▸ **Task details**
Every line between the one containing "Expected: one point per instance of the engineer" and the last line of the data, both included, is to be set down exactly, and pictures are to be omitted.
Task inputs: Begin
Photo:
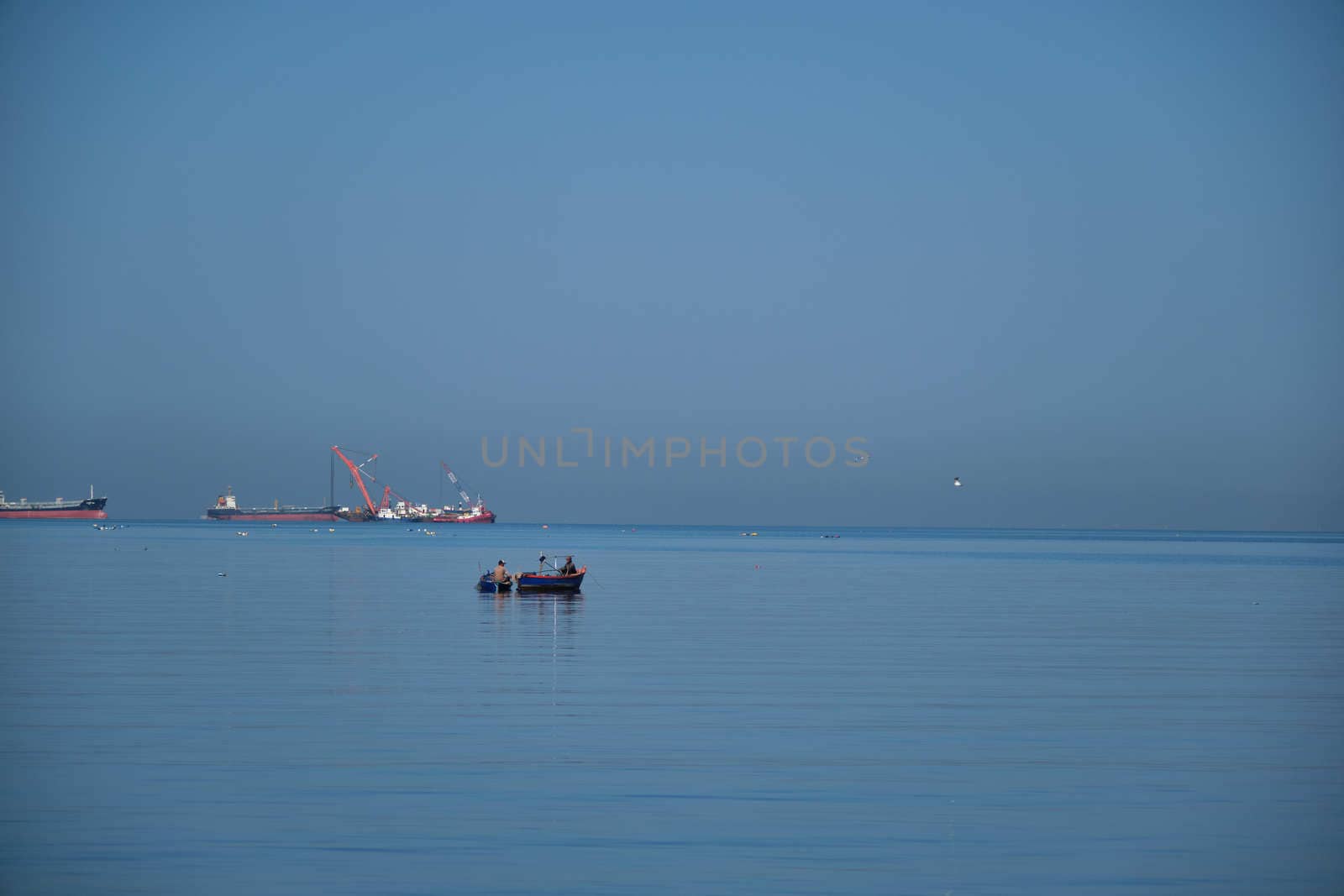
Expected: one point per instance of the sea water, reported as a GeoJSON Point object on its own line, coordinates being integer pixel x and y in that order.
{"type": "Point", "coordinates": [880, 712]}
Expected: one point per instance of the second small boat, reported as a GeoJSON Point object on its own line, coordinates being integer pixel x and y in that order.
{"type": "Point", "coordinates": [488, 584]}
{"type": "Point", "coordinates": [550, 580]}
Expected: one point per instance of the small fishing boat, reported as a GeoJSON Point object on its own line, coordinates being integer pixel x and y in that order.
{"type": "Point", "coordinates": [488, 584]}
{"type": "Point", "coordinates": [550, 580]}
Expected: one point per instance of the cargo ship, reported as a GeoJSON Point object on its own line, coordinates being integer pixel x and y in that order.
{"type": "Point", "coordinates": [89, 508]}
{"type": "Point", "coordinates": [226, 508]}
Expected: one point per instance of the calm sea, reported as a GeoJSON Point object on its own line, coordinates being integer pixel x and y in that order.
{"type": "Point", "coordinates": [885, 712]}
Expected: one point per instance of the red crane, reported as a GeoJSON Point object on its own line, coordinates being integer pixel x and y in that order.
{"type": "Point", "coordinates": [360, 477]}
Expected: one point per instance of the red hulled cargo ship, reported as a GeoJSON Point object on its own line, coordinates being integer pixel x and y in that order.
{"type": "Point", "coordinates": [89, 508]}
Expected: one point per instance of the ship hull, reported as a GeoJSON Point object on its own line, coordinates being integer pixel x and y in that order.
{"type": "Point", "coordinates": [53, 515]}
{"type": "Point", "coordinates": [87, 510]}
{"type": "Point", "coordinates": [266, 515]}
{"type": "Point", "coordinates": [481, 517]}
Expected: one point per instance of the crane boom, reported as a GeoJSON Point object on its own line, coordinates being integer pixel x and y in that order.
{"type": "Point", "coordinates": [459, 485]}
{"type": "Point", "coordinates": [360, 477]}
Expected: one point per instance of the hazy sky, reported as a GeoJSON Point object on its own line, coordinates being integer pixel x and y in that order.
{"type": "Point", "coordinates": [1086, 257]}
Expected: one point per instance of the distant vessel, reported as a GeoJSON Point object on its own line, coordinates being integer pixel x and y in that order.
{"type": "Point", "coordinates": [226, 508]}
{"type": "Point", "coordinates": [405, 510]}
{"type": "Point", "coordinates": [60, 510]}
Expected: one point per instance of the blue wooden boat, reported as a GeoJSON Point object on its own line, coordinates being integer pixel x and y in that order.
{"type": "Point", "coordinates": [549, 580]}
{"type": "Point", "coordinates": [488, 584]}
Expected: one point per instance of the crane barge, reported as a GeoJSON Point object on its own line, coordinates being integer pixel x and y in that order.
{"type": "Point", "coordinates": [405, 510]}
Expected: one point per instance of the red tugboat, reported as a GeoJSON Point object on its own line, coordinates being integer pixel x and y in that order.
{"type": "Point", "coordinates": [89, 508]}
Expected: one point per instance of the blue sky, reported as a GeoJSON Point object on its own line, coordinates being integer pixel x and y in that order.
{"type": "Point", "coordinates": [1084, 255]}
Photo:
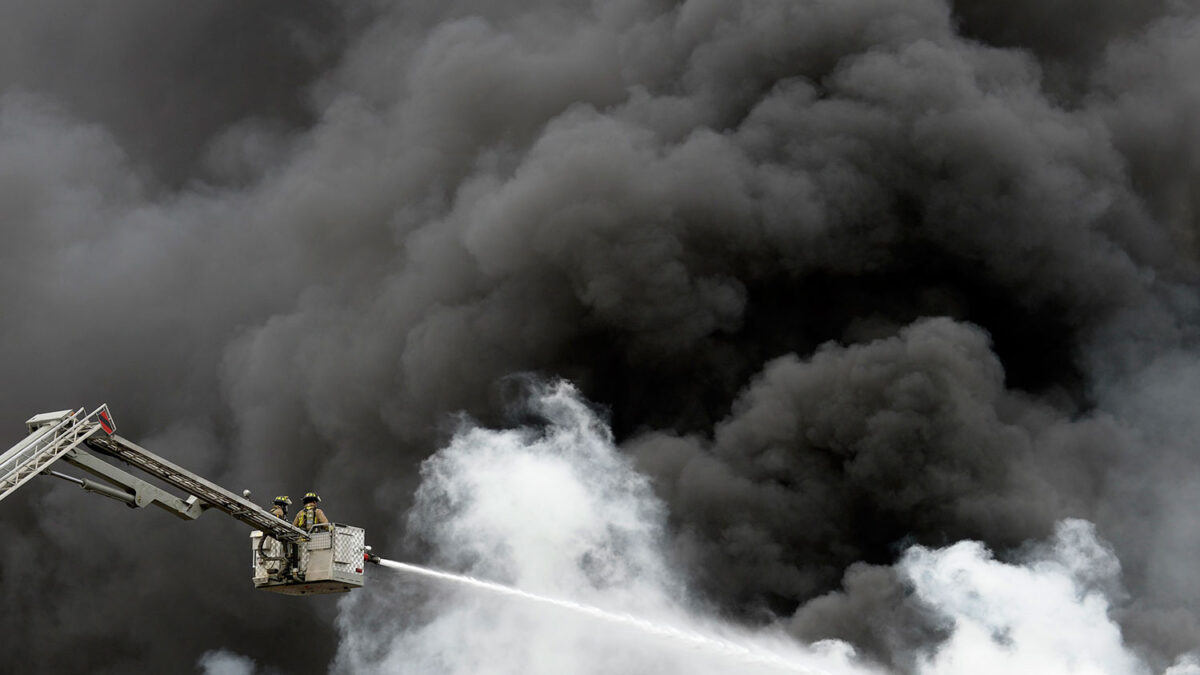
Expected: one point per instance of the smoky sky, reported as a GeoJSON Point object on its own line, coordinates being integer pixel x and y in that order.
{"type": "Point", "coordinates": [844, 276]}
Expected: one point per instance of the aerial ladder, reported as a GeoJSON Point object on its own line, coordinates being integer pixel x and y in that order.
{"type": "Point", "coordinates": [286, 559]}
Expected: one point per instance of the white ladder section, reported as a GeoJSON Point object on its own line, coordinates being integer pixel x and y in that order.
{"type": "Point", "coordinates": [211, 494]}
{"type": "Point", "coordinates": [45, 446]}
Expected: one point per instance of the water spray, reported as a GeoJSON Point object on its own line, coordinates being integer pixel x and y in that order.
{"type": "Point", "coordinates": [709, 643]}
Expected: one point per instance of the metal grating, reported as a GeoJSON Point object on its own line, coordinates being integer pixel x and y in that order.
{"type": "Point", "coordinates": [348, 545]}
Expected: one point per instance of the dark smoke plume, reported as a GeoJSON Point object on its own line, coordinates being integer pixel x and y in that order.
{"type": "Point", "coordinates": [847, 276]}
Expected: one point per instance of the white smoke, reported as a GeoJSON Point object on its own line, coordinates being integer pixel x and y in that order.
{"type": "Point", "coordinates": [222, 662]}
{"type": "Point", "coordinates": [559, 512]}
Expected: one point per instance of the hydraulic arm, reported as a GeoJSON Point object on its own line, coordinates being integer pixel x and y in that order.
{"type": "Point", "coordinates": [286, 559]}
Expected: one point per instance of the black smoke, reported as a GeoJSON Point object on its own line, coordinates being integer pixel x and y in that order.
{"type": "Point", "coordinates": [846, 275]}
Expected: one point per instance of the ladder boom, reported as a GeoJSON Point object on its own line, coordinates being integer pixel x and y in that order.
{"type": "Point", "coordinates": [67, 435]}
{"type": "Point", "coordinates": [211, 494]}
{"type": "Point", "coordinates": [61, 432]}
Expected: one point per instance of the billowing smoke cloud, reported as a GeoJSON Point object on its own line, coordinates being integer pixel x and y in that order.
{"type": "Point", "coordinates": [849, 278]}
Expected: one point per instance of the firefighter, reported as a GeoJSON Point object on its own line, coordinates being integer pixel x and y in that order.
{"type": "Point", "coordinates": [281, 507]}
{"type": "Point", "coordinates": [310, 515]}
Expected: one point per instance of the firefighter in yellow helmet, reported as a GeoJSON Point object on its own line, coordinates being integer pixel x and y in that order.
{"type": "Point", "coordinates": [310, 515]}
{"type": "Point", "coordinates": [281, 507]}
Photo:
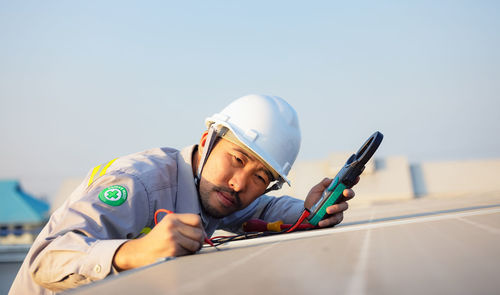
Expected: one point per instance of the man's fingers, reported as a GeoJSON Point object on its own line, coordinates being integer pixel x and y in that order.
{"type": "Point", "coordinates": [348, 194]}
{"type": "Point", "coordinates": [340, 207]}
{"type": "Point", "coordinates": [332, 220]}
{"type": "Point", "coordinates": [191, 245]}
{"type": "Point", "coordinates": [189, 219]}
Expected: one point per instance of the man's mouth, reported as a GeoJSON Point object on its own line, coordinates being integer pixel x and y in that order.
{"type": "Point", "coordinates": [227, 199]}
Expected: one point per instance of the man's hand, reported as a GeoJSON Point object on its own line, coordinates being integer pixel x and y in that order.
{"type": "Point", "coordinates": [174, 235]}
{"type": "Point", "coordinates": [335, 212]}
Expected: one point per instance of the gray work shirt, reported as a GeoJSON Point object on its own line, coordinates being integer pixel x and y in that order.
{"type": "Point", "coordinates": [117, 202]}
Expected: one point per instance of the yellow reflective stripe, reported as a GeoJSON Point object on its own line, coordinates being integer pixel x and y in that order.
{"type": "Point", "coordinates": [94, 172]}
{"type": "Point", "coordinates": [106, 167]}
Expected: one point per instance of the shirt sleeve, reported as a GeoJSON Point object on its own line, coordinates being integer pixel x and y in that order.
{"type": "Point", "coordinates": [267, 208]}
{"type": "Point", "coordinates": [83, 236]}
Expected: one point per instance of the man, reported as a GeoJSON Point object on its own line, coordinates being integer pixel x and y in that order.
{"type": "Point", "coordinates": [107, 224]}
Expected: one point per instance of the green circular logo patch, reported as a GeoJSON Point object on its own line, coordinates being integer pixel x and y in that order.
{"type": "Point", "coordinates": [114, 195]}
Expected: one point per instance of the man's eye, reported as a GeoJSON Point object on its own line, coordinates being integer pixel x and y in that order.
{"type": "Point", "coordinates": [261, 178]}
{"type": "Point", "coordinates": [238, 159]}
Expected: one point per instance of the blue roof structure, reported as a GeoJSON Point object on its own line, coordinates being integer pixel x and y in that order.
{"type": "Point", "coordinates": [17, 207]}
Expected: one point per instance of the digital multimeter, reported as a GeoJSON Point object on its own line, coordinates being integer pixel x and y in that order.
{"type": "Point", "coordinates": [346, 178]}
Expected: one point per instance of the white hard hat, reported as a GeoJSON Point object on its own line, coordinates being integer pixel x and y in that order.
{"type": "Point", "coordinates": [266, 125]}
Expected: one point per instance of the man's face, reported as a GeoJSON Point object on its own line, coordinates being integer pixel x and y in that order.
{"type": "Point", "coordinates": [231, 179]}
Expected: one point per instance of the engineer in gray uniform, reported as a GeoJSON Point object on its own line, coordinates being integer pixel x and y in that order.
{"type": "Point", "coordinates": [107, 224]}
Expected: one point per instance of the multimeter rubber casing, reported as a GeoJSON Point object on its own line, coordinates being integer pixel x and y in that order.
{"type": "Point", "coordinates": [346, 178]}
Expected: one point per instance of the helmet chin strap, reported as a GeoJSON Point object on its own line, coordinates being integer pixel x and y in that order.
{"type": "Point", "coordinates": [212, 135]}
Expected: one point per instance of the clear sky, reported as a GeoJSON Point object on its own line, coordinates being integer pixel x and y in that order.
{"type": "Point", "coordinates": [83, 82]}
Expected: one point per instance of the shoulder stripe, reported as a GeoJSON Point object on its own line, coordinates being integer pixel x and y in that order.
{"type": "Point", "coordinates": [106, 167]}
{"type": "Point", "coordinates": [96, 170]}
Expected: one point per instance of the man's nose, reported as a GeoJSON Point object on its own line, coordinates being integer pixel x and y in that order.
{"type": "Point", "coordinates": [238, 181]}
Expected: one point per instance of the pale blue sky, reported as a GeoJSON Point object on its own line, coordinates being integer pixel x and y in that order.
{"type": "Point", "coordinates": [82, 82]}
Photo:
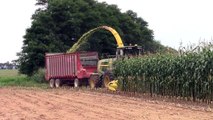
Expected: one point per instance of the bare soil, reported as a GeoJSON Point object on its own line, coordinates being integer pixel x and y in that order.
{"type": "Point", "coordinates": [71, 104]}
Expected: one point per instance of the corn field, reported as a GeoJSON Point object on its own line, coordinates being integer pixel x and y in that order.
Task inputs: End
▸ **Answer**
Expected: one point per instance of the engineer in gray uniform, reported as a GeoJSON Point object on its own line, coordinates being integer pixel x and y in that order.
{"type": "Point", "coordinates": [107, 224]}
Expected: one point per instance of the multimeter rubber casing, reported as a GeoJSON Point object on its own line, coordinates being integer pixel x and y in that order.
{"type": "Point", "coordinates": [346, 178]}
Expected: one point per instance of the helmet chin strap, reported as a GeoJSON Point object on its own line, coordinates being integer pixel x and y in that order.
{"type": "Point", "coordinates": [212, 135]}
Expected: one point per instance of the clear sky, reported as a GeoJSON Point object on its own line, coordinates being integer pixel x and y in that order.
{"type": "Point", "coordinates": [83, 82]}
Expected: one point per instance of the shoulder stripe, reported as a GeoJSON Point object on its own line, coordinates being integer pixel x and y in that order.
{"type": "Point", "coordinates": [106, 167]}
{"type": "Point", "coordinates": [96, 170]}
Expected: one point per instance of the man's nose, reported as a GeoJSON Point object on its own line, coordinates being integer pixel x and y in that order.
{"type": "Point", "coordinates": [238, 181]}
Expected: one point per instance of the pale blue sky, reported as a GeoJSON Point object on its own line, coordinates being integer pixel x and y in that order.
{"type": "Point", "coordinates": [82, 82]}
Photo:
Expected: one point per instance of the bare soil, reported as a GeoJSON Point object on its own line, coordinates being integer pixel x and y in that order.
{"type": "Point", "coordinates": [71, 104]}
Expected: one point per instance of the corn field, reported as a GeoJSON Point object on its own line, coordinates being integer pixel x and y in that order.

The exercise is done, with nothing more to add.